Exercise prompt:
Rewrite the stretch from the line reading "Target: fly's head" through the end of the records, putting "sandy soil" in place of "dusty ground" and keeping everything else the same. Omit the pictures.

Input records:
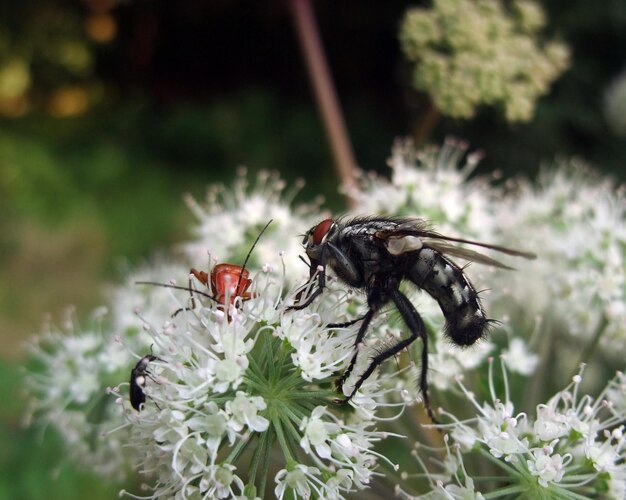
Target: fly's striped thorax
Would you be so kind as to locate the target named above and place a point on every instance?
(447, 284)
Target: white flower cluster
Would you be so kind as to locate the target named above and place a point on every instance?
(234, 215)
(473, 52)
(239, 392)
(573, 446)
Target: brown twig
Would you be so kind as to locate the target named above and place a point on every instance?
(325, 94)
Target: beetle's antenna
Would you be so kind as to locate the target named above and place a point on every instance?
(250, 252)
(176, 287)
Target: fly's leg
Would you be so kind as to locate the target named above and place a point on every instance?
(416, 326)
(359, 338)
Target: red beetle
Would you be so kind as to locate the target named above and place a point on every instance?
(226, 280)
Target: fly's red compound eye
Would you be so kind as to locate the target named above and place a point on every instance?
(231, 280)
(321, 230)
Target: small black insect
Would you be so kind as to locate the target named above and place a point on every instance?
(375, 254)
(138, 381)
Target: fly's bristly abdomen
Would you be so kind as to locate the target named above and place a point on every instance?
(443, 280)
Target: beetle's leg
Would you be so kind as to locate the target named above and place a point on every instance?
(346, 323)
(416, 326)
(359, 338)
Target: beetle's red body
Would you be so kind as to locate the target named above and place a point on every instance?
(227, 280)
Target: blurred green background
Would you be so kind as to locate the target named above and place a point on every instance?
(110, 111)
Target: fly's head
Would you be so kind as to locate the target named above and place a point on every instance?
(316, 238)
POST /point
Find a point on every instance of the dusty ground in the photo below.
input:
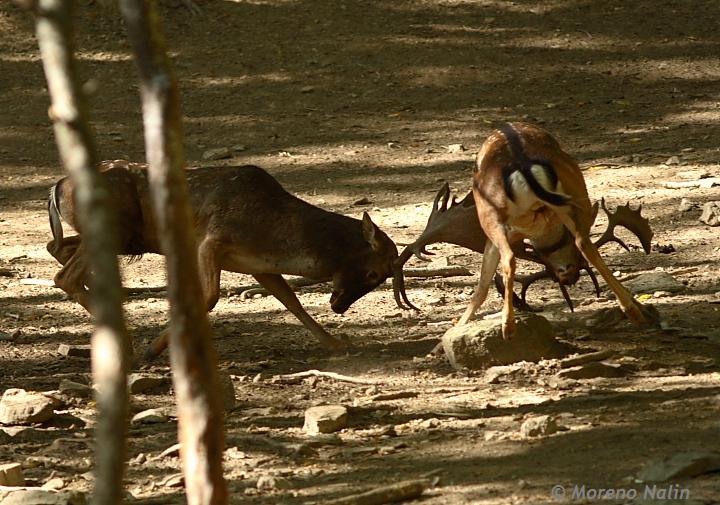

Task output:
Target: fly's head
Would you be so kind as to locate the target named above and place a point on every instance?
(316, 238)
POST /point
Find a point on every instance of the sandy soil in the photo below.
input:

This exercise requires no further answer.